**Information given:**

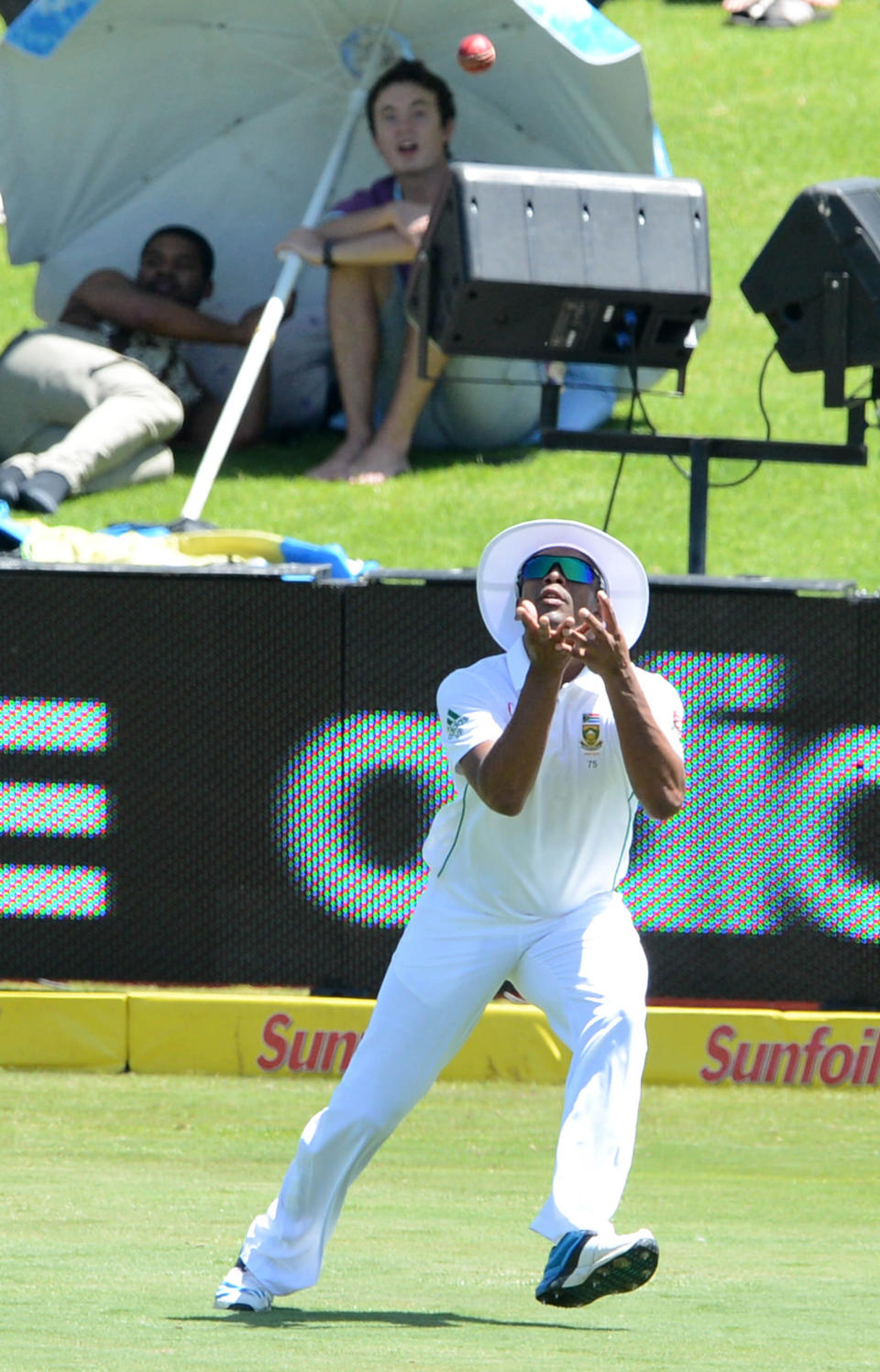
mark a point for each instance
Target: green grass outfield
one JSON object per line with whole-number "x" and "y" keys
{"x": 755, "y": 116}
{"x": 125, "y": 1197}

**What you should do:** Can you give the lines of the records again, with "grass" swapped for "turf" and everything else unchanged? Leave the pictures out.

**Task result:**
mark a point for each instance
Target: green turf outfield
one JSON object per line with whole-number "x" and "y" keys
{"x": 755, "y": 116}
{"x": 125, "y": 1197}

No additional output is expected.